--- RECORD LIST ---

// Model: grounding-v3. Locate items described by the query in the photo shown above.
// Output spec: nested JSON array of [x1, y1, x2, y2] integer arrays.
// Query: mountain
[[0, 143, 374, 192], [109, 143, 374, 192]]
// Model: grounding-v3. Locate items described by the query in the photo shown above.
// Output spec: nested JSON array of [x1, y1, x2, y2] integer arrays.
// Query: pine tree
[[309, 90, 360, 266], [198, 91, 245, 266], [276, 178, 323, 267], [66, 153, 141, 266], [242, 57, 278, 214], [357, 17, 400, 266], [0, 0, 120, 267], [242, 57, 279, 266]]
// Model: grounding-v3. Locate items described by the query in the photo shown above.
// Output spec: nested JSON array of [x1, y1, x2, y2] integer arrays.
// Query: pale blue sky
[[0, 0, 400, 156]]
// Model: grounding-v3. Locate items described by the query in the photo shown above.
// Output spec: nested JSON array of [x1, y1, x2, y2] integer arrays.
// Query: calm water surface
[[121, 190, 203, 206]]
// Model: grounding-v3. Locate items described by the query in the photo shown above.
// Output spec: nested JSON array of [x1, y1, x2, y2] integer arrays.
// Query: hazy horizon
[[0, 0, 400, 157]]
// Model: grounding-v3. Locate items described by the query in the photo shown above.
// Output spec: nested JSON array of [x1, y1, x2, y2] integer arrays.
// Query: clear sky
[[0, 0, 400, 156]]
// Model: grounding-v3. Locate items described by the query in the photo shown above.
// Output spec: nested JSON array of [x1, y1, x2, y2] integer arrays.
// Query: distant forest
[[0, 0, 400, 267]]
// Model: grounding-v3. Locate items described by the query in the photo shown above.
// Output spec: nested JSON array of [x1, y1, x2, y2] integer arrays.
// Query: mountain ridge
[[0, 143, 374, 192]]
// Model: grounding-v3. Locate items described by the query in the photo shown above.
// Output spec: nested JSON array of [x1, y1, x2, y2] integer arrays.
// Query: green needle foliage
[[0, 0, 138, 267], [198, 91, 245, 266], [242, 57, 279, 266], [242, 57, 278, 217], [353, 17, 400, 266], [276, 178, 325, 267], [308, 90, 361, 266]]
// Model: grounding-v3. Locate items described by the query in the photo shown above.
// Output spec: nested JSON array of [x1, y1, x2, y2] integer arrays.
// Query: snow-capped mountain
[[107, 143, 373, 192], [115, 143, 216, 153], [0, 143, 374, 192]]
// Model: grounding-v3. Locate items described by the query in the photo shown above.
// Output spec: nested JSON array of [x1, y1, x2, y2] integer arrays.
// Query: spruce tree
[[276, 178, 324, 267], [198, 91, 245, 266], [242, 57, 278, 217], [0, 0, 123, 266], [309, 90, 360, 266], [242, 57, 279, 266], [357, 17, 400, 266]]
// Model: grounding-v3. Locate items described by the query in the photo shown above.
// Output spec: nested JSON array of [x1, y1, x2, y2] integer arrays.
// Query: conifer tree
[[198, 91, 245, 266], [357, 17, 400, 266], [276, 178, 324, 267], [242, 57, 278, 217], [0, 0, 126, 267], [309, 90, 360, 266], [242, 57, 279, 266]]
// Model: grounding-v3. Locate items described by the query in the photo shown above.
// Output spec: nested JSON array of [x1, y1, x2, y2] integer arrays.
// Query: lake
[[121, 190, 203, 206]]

---

▸ **WHAT THE TASK ASKS**
Reproduce all of the records above verbatim, from the first line through the last.

▸ **SOLUTION TO THE PROBLEM**
// Model: grounding-v3. Locate items described by the query in the photo shown above.
// Output spec: nested JSON array of [x1, y1, x2, y2] integer arrays.
// Query: mountain
[[0, 143, 374, 192], [109, 143, 374, 192]]
// Model: grounding-v3. Locate items described by the query in the photo shown above.
// Output spec: nested JSON array of [x1, y1, x2, y2] integer arrays.
// Query: pine tree
[[309, 90, 360, 266], [198, 91, 245, 266], [276, 178, 323, 267], [66, 153, 141, 266], [242, 57, 278, 214], [357, 17, 400, 266], [0, 0, 120, 267], [242, 57, 279, 266]]
// Model: grounding-v3. Locate items described by the query in the photo shown above.
// Output spec: nested JSON array of [x1, y1, x2, y2] integer arrays.
// Query: pale blue sky
[[0, 0, 400, 156]]
// Model: grounding-v3. Locate items described by the query in the photo shown above.
// Output spec: nested JSON array of [x1, y1, x2, y2] integer arrays.
// Query: calm water surface
[[121, 190, 203, 206]]
// Model: grounding-v3. Locate items described by the query in the photo shown above.
// Output spec: nested JSON array of [x1, y1, x2, y2] integer arrays.
// Query: hazy horizon
[[0, 0, 400, 157]]
// Model: grounding-v3. Locate items described by the query in the photo shown above.
// Output spec: nested JSON array of [x1, y1, x2, y2] integer arrays.
// Query: clear sky
[[0, 0, 400, 156]]
// Model: grounding-v3. Locate items described by the query in the photo shown above.
// Output spec: nested JSON array of [x1, y1, x2, y2] integer arrays.
// Query: distant forest
[[0, 0, 400, 267]]
// Model: grounding-v3. Locate items described by the query in the photo shown above.
// Output spec: nested JSON array of [x1, y1, x2, y2] integer arrays.
// Query: mountain ridge
[[0, 143, 374, 192]]
// Model: grounding-v3. Locate items described by the query in the photo shown above.
// Output spec: nested JSON array of [x1, y1, x2, y2] integer arrays.
// Query: green needle foliage
[[0, 0, 138, 267], [198, 91, 245, 266], [242, 57, 279, 266], [242, 57, 278, 217], [353, 17, 400, 266], [276, 178, 325, 267], [308, 90, 361, 266]]
// Model: grounding-v3. Locate items described by the query in the photo shown above.
// Output spec: nested JSON array of [x1, y1, x2, y2] integer arrays.
// Query: snow-capped mountain
[[107, 143, 373, 192], [115, 143, 216, 153], [0, 143, 374, 192]]
// Model: grounding-v3. Locate items described by the query in the photo shown above.
// Output spec: nested JSON array of [x1, y1, x2, y2] integer arrays.
// Query: spruce tree
[[276, 178, 324, 267], [198, 91, 245, 266], [242, 57, 278, 217], [0, 0, 123, 266], [309, 90, 360, 266], [242, 57, 279, 266], [357, 17, 400, 266]]
// Model: grounding-v3. Locate items described by the query in the photo shown above.
// Output spec: nested JSON array of [x1, y1, x2, y2] integer arrays.
// Query: conifer tree
[[198, 91, 245, 266], [357, 17, 400, 266], [276, 178, 324, 267], [242, 57, 278, 217], [0, 0, 126, 267], [309, 90, 360, 266], [242, 57, 279, 266]]
// Model: grounding-v3. Locate items described by the query in the photo shown above.
// Output spec: nested JSON array of [x1, y1, x2, y2] integer arrays.
// Query: lake
[[121, 190, 203, 206]]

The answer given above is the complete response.